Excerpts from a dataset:

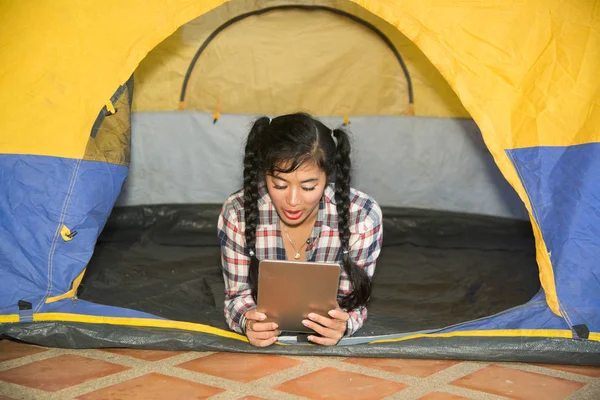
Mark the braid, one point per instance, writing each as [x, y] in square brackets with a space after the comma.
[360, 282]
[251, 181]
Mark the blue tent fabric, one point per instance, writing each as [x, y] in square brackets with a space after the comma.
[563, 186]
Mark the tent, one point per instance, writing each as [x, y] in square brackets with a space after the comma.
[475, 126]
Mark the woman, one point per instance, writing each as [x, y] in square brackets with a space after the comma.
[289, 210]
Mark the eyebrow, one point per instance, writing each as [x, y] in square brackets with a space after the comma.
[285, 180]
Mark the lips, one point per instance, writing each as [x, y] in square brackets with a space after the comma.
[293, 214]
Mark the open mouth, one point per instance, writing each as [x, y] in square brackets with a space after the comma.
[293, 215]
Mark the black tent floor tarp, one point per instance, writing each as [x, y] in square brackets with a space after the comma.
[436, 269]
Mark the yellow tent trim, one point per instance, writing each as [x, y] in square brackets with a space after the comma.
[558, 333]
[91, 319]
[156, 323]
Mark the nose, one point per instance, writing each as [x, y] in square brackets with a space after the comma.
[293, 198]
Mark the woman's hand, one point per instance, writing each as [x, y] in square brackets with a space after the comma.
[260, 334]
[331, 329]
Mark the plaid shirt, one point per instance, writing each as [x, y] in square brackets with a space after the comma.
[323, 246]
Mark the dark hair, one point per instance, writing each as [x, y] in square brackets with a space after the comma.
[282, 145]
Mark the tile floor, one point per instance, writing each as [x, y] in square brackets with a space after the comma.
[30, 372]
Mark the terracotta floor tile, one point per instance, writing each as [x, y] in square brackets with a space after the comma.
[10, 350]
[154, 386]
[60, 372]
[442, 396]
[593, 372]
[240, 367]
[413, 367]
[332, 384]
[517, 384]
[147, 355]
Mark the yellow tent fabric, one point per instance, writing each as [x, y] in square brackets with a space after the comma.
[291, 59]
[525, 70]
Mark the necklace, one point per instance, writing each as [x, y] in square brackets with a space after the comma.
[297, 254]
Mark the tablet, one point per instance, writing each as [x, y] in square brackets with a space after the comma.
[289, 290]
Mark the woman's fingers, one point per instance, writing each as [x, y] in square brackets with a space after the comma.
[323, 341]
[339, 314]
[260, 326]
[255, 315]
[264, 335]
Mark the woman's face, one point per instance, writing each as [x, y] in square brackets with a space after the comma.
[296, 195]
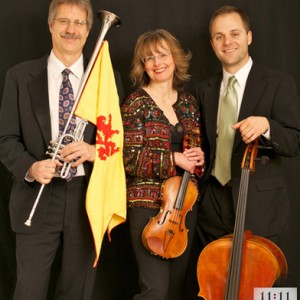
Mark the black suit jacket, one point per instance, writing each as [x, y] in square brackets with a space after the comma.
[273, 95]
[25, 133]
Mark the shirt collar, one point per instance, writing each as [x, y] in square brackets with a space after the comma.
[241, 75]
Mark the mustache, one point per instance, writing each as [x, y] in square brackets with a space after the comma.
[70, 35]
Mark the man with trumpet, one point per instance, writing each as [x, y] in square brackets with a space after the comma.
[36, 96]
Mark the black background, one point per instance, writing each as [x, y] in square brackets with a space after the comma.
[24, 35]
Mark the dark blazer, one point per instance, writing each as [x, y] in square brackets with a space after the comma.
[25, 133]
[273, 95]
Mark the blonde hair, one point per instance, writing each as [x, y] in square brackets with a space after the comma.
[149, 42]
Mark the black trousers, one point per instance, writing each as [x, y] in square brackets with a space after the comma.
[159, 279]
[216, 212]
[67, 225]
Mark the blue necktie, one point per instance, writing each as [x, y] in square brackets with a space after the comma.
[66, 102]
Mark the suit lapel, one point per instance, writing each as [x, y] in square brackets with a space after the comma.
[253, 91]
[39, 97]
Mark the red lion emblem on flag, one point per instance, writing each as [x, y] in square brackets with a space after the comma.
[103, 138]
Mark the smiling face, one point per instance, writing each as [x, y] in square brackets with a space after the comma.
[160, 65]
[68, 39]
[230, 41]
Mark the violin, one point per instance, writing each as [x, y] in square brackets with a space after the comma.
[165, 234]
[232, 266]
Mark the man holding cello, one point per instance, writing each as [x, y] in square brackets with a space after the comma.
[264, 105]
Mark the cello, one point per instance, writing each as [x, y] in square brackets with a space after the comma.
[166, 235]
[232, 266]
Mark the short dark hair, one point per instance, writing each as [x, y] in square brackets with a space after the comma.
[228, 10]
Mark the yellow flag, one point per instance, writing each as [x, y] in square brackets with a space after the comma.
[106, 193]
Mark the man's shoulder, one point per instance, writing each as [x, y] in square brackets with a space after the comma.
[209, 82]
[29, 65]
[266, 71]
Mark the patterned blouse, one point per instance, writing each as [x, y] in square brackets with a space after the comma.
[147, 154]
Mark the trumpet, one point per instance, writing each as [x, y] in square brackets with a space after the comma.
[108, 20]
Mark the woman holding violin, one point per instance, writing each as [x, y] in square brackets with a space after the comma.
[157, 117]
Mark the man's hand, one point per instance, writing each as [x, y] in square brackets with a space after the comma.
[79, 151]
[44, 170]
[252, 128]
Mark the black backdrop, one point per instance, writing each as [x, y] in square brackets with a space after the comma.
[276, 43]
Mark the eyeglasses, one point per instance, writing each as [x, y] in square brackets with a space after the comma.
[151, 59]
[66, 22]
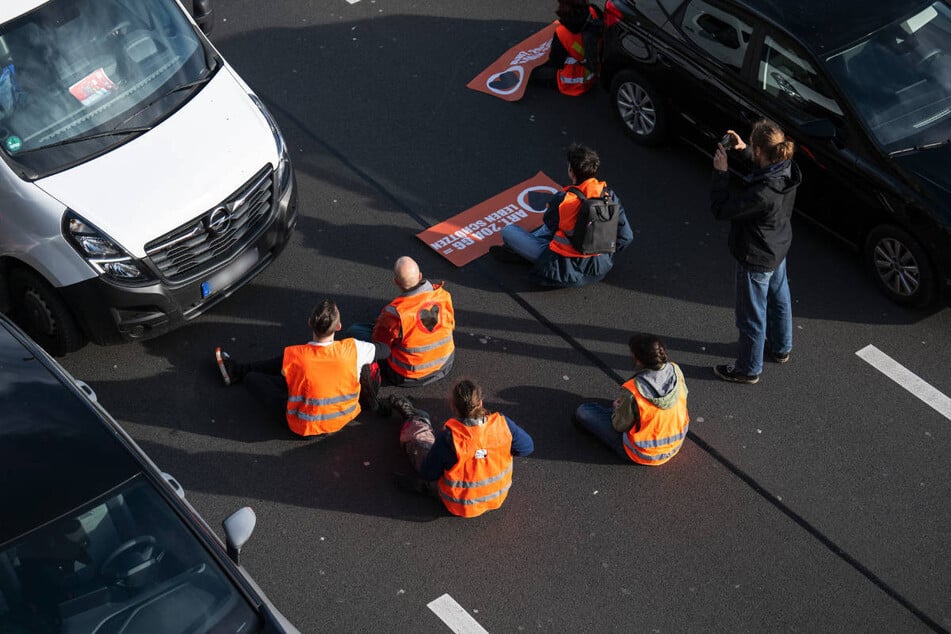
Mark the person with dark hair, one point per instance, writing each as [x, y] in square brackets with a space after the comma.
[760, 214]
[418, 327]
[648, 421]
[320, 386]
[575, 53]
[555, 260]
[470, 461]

_Problem to work on_. A faithful, complete copy of the records above is required, one that contains no pictures.

_Exercise response_.
Mark the braid, one point per instance, writing each as [x, y] in square brackets with a space after the comma.
[360, 282]
[251, 181]
Mark the blue tent fabric, one point per instance, writing each as [x, y] in square brackets with a space after the comma.
[563, 186]
Mark the tent, one point per instance, writing each as [x, y] in square brackets with a space after the comma.
[475, 126]
Mark the woman, one point per instance, writing each as [x, y] in square brackets with a space after the comma.
[289, 210]
Mark the eyebrow, one point per instance, writing each as [x, y] in square brackets with a space after the comma.
[285, 180]
Mark the lips, one point per instance, writing each as [x, y] in square brackets with a space after the comma.
[293, 214]
Mark the open mouth, one point per instance, writing each as [x, y] in square brackets with a space after the comma.
[293, 215]
Mark the black tent floor tarp, one point per instance, writing each as [x, y] in square brackets with a space after the comma.
[436, 269]
Mark the yellow tent trim, one point per instance, writing each as [x, y] in square brackets with a space after the comma.
[558, 333]
[91, 319]
[156, 323]
Mark the nose, one point per instance, writing each as [x, y] in square brackets with a space after the comma.
[293, 198]
Mark the woman's hand, one point per instance, writing each as [x, y] in square brackets with a space after the comma.
[260, 334]
[331, 329]
Mark the plaid shirt, one point per instance, writing each as [x, y] in square brackets with a space after the comma.
[323, 246]
Mark the dark hair, one point per instance, writing each as [x, y] in square brackets with a space after the comma.
[282, 145]
Mark the tile floor, one point per instance, writing each as [x, y] in square brackets with a space after the comma.
[30, 372]
Mark the terracotta floor tile, one point per instance, writing each as [x, y] in square brackets with a space after the comma.
[10, 350]
[154, 386]
[60, 372]
[442, 396]
[593, 372]
[240, 367]
[413, 367]
[332, 384]
[517, 384]
[147, 355]
Mark the yellow tent fabric, one point per instance, writing each as [x, y] in square brackets with a space after the comma.
[291, 59]
[525, 70]
Mark the necklace, one point per instance, writing each as [x, y] in square brackets with a space after the comma.
[297, 254]
Mark the tablet, one point per instance, writing each as [x, y] in square brackets with a space after the comma.
[289, 290]
Mark the woman's fingers, one point per instance, writing each as [x, y] in square brackets with a space after the comma.
[323, 341]
[339, 314]
[260, 326]
[255, 315]
[264, 335]
Mark the woman's face, one point per instance, writing each as [x, y] in square brackets with a space after the comma.
[296, 195]
Mark the black suit jacket, one point per instance, writing each as [x, y] in square brackets with a space after the comma.
[273, 95]
[25, 133]
Mark the shirt collar, one point per instance, writing each as [x, y] in square brackets with a space after the comma.
[241, 75]
Mark the mustache, one point per instance, writing each as [x, y] in square brackets with a space after the comma.
[70, 35]
Mark the man with trumpet, one point per instance, writing each as [x, y] in square brackets with a space after the comma.
[36, 96]
Mark the black background, one point per instance, writing each as [x, y] in square brackets with a space after the comma.
[24, 35]
Mark the dark blazer, one point per instance, writing each as [x, y] in square brackets with a space after the comma.
[25, 133]
[273, 95]
Mark the blonde hair, one point per instance, writing each as [x, y] in square brackets with a space after the comma.
[149, 42]
Mark the black trousers, one point per instance, writing each as [x, y] in square brackets with a space after the comma.
[159, 279]
[216, 212]
[67, 225]
Mark the blue necktie, one point per instance, writing each as [x, y] in square brackets with a space after the comma.
[66, 102]
Mark the suit lapel, one point per instance, writing each as [x, y] in square brackets with a space after the comma.
[253, 91]
[39, 97]
Mark the red lion emblem on flag, one point per instance, writing each as [x, y] in square brackets with a space after the comma.
[103, 138]
Mark the smiling face, one point per instance, writing each as [x, y] in square brackets with a space after the comma.
[160, 65]
[68, 39]
[230, 41]
Mark the violin, one point per instance, writing each as [x, y] in square brackets with a space after the comma.
[165, 234]
[232, 266]
Mark the man holding cello, one point per instance, writing each as [x, y] in square brackets with a space after the comma.
[264, 105]
Mark the cello, one point per instance, writing each as [x, y] in square brackets with a space after the comma.
[166, 235]
[232, 266]
Mark the short dark hair, one point per instance, writing each as [x, y] in square brackets with a space after the comma.
[228, 10]
Mark the yellow flag, one point per instance, writing each as [x, y] in square brackets with a space after the comma.
[106, 193]
Mark the man's shoulder, one point per instance, writing each as [x, y] in square brackets with a space after the comma.
[209, 82]
[29, 65]
[266, 71]
Mark the patterned blouse, one point per instance, writing each as [x, y] in square brackets with a space after the comma.
[147, 154]
Mark the trumpet, one point per instance, writing each as [x, y] in square brackets with a space after the comma.
[108, 20]
Mark the woman holding violin, one point per instance, writing each as [x, y] in square brackets with a space after the comma.
[157, 117]
Mark the man's hand, one point per instance, writing each as [x, y] in square brackets with a space after the comma.
[79, 151]
[44, 170]
[252, 128]
Mark the black backdrop, one point per instance, writing each as [x, y] in square brackets with a space after the comma.
[276, 43]
Mark the eyeglasses, one point per instance, writing each as [x, y] in square brackets with a space after the comma.
[151, 59]
[66, 22]
Mark the person with dark hair, one point per instance, writing each as [x, y] in square brackets with a space after the comma.
[760, 214]
[418, 327]
[648, 421]
[320, 386]
[575, 53]
[555, 260]
[470, 461]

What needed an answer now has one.